• [CONJUNTO DE TAREFAS]:
- a) No relato de viagem à Venezuela, em que parte de Caracas fica a casa do instituto de ioga onde o grupo está hospedado?
- b) Prossiga com o relato de viagem à Venezuela a partir da última frase apresentada, mantendo o mesmo tom.

• [TEXTO DE ORIGEM]:
------------------------------
1/29/2009

Na terra do petróleo

Já estou em Caracas há quase três semanas e ainda nao expliquei direito as razoes por trás dessa viagem. Entao vamos lá: somos um grupo de 20 e poucos estudantes da FAFICH participando de um projeto de extensao da faculdade organizado por um professor da Psicologia. O objetivo do projeto, inicialmente, era entender as mudanças realizadas por Chávez desde 98 (a famigerada Revoluçao Bolivariana) e seu esforço em apoiar o cooperativismo e a economia solidária - um dos temas centrais do grupo de estudos que mantivemos durante o último semestre em Belo Horizonte.

Para isso, o tal professor organizou uma parceria com um instituto de Ioga, onde estamos hospedados. A rotina é sinistra: ioga e meditaçao duas vezes ao dia, alimentaçao sem carne, alho e cebola e proibiçao irrestrita de álcool, drogas e contatos sexuais (!) dentro da casa. Isso sem contar as aulas, palestras, reunioes e pesquisas que temos que realizar, o que muitas vezes ocupa a agenda de 6 da manha até 9 e meia da noite. Tenso, mas o clima elevaçao-da-consciência e vamos-mudar-o-mundo que existe na casa é legal demais, e até compensa o esforço.

A casa do instituto, aliás, é lindíssima, enorme e muito bem localizada, num bairro de classe média-alta na zona leste de Caracas. O lugar é quase um albergue espanhol da yoga: o diretor é um monge americano, o outro monge é indiano, e os ajudantes sao um ex-monge holandês, um aprendiz guianense, um canadense e uma venezuelana. Isso sem contar os outros monges que sempre vêm e vao (já apareceu gente da Malásia, Filipinas, Alemanha e por aí vai) e o bando de brasileiros do qual faço parte.

Pouco a pouco, após minha chegada (um pouco atrasada em relaçao ao resto do grupo, que veio antes do reveillon), a direçao das pesquisas foram mudando e, ao invés de estudarmos apenas cooperativismos, foram criados grupos de estudos em cinco diferentes áreas relacionados com a Venezuela pós-Chavez. Ingressei no grupo de mídia, lógico, e estamos pesquisando as relaçoes entre a cobertura jornalística internacional e o jornalismo venezuelano - completamente ideológico e dividido, entre jornais chavistas e oposicionistas. Chévere, diriam os locais.

Nos próximos posts, pretendo escrever um pouco sobre minhas impressoes acerca do país, do presidente Chávez, dos lugares que já visitei por aqui e dos planos futuros. Abraços.

Caracas, entre a cidade e o Ávila.

1/21/2009

Le Gran Finale

Saímos de Bonfim na mesma tarde em que decidimos nao adentrar o mar de lama da Guiana. Paramos em Boa Vista apenas pra sacar dinheiro no banco e seguimos viagem através de uma estrada esburacada até Pacaraíma, na divisa com a Venezuela.
------------------------------
• [LINHAS EXIBIDAS]:
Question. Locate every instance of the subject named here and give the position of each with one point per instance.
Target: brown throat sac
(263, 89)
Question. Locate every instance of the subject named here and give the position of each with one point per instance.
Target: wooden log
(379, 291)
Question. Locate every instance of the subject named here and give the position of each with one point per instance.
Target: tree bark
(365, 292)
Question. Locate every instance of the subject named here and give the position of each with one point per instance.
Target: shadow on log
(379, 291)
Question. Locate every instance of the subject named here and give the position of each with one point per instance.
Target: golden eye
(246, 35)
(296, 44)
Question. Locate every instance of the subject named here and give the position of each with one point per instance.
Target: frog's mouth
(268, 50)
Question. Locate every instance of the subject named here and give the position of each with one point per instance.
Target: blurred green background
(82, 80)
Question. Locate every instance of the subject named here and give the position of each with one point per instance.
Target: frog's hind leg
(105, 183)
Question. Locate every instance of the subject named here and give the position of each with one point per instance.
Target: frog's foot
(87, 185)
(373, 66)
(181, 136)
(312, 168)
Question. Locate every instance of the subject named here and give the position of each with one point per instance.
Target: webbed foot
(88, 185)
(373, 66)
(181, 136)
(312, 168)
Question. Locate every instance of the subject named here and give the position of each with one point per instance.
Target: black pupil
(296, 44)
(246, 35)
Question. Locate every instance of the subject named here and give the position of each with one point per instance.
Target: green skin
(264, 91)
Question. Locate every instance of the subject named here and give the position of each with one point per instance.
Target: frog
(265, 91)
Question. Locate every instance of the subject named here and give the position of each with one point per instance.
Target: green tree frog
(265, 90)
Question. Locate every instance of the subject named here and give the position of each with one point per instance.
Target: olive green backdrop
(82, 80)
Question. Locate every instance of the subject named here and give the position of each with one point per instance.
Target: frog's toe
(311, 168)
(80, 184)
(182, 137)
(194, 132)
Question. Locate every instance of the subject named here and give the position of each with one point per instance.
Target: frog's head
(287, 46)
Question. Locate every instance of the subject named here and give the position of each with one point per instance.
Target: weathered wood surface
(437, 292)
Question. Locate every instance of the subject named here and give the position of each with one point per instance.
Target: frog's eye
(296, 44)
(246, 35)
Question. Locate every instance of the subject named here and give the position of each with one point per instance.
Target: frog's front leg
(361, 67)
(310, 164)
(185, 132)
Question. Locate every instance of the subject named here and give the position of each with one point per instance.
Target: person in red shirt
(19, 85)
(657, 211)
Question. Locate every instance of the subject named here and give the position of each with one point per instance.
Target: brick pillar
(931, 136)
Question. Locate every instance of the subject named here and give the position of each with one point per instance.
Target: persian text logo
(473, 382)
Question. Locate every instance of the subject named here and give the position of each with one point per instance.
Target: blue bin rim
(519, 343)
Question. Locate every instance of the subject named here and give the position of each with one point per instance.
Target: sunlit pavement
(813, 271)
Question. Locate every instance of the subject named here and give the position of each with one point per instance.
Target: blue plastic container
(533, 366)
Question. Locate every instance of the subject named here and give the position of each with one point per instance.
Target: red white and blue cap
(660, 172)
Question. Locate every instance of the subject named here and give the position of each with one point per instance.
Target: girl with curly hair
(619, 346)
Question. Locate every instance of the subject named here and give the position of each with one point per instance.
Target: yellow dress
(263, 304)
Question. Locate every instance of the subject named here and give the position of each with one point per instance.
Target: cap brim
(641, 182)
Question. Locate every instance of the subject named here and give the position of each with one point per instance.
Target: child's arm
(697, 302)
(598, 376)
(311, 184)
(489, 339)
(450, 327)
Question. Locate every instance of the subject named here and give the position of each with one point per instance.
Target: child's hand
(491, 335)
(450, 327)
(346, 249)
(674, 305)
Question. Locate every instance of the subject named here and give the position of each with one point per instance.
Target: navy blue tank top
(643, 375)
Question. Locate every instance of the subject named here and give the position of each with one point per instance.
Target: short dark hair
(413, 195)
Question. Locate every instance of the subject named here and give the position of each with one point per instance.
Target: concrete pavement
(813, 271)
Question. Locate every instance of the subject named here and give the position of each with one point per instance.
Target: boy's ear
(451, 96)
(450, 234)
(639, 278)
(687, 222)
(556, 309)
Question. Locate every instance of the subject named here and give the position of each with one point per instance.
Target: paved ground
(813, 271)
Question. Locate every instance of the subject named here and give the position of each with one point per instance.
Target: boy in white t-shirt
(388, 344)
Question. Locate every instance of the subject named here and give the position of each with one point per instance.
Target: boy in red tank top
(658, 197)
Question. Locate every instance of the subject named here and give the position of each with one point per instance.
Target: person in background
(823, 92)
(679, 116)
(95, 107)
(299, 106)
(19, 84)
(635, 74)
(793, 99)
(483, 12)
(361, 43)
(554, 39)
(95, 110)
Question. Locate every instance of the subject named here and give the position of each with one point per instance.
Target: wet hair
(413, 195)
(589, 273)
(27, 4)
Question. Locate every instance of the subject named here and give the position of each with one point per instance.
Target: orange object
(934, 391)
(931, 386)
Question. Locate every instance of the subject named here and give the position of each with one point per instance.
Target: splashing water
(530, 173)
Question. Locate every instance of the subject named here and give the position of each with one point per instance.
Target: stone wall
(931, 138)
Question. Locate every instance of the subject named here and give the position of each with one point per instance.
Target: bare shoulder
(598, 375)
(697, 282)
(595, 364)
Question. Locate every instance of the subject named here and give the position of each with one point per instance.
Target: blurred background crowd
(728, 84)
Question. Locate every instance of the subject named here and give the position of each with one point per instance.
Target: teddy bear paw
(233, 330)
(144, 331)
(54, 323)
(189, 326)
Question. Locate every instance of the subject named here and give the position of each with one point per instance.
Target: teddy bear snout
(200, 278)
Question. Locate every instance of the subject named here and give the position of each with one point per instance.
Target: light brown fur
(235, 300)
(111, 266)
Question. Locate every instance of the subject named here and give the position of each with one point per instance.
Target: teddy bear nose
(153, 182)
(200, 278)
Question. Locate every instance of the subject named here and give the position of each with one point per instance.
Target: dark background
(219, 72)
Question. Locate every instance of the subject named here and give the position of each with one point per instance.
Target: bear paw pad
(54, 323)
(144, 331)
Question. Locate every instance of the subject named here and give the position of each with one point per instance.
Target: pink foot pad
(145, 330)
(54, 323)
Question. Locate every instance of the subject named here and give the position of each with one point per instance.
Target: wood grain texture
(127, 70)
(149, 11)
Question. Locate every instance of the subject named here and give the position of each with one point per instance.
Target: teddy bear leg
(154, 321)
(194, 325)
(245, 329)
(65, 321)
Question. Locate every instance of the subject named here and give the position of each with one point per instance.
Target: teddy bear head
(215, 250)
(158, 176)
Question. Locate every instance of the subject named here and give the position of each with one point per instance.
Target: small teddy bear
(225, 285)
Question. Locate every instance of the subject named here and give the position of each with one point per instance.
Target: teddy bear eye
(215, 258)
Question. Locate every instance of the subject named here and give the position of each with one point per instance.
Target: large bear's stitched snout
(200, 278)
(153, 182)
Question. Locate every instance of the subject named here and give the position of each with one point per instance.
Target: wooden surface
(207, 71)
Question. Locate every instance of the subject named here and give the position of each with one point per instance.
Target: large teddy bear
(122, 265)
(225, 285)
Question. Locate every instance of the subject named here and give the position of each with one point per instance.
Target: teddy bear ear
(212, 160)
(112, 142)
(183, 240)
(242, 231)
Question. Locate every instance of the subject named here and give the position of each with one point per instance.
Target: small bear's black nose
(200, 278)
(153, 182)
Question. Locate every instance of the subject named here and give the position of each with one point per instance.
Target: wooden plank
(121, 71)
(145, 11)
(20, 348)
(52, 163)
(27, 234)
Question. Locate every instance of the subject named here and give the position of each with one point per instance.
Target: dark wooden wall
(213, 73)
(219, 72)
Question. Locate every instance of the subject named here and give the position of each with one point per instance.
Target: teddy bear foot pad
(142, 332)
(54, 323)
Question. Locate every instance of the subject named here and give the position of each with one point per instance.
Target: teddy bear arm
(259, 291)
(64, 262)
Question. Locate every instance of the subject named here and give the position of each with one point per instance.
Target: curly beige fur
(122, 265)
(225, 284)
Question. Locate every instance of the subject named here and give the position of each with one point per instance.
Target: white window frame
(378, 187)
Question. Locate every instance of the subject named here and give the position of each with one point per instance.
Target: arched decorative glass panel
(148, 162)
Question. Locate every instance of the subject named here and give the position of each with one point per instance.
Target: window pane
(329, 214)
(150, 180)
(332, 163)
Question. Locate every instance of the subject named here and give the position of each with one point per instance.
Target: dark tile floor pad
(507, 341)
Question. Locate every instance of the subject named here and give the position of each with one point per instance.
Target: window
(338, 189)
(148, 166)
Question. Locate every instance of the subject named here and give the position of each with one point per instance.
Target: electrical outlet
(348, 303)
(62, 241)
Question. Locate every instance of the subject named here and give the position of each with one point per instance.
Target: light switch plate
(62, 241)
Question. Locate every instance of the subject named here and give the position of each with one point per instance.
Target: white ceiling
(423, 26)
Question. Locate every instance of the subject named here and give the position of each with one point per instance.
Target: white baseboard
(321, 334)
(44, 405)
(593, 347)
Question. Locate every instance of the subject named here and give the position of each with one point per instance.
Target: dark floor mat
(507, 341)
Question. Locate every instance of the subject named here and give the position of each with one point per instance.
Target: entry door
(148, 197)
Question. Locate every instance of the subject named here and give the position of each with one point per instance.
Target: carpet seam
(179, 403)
------------------------------
• [RESPOSTAS FINAIS]:
- a) Num bairro de classe média-alta na zona leste de Caracas.

- b)
Ficamos lá dois dias. Nao que tenha muita coisa de legal a ser visto por lá, ao contrário. Mas é que tivemos alguns probleminhas com a enorme burocracia da alfândega venezuelana e demorou um pouco até conseguirmos por fax todas as fotos, documentos e autógrafos do pai do Guilherme - o dono do carro - que eles queriam.

Mas uma coisa que curti foi o clima de cidade de fronteira de lá, que ainda nao tinha visto em nenhuma outra no Brasil: tinha colombianos, venezuelanos, cerveja Polar em todo boteco e meninos brincando de beisebol na rua. No comércio, a moeda oficial é o bolívar, e aceita-se o real só por obrigaçao. E o mais legal: do lado de lá da fronteira existe o único posto de gasolina em 300km de raio, vendendo o precioso combustível a meros R$0,86 o litro.

Abastecemos um pouco, o suficiente para chegarmos com folga até o próximo posto em território venezuelano. Aí, depois de resolvida toda a burocracia e enchecao de saco, começamos a aproveitar as vantagens de ter entrado de carro na Venezuela. Aqui a gasolina custa, pasmem, Bs.F 0,07 o litro, ou seja, 3,5 centavos de real. É, praticamente 90 vezes mais barata do que chegamos a pagar em Cuiabá (R$2,95 o litro).

E outra grande comodidade de viajar de carro - além do custo zero com combustível - é a mobilidade. E isso é importante num lugar tao exuberante quanto a Gran Sabana, a regiao sul do país que faz fronteira com o Brasil. Lá fica o Parque Nacional Canaima, que cruzamos de baixo pra cima, parando em alguns dos vários mirantes e cachoeiras localizados bem na beira da estrada principal. Decidimos por unanimidade que esse foi de longe o pedaço de estrada mais bonito que já havíamos percorrido.

Aproveitamos a chance pra pendurar a rede numa pequena aldeia indígena que controla o acesso a uma das cachoeiras, bem no começo do parque. No outro dia, dirigimos mais uns 400 quilômetros, cruzamos de balsa o rio Orinoco no pôr do sol em Ciudad Guayana e dormimos a 100km dali, em Maturín.

Havíamos decidido dar uma pequena volta pra aproveitar um pouco o mar. e assim fizemos Ao invés de ir direto pra Caracas, atravessamos uma serra por uma estradinha sinuosa até chegarmos em Cumaná, a primeira cidade ainda existente fundada por Colombo na América continental. E lá fizemos quem sabe a segunda viagem mais bonita até entao, numa estrada pista simples espremida entre a serra e o verde-azul indescritível do Mar do Caribe.

Paramos para nadar num povoadinho que nem sabemos o nome ali perto - pra chegar na praia, tivemos que atravessar o quintal de uma das casinhas a beira-mar onde já decidi de antemao que irei passar a velhice. Paramos também na Playa Colorada, uma praia de areia laranja e vários turistas no meio do Parque Nacional Mochima, no litoral nordeste.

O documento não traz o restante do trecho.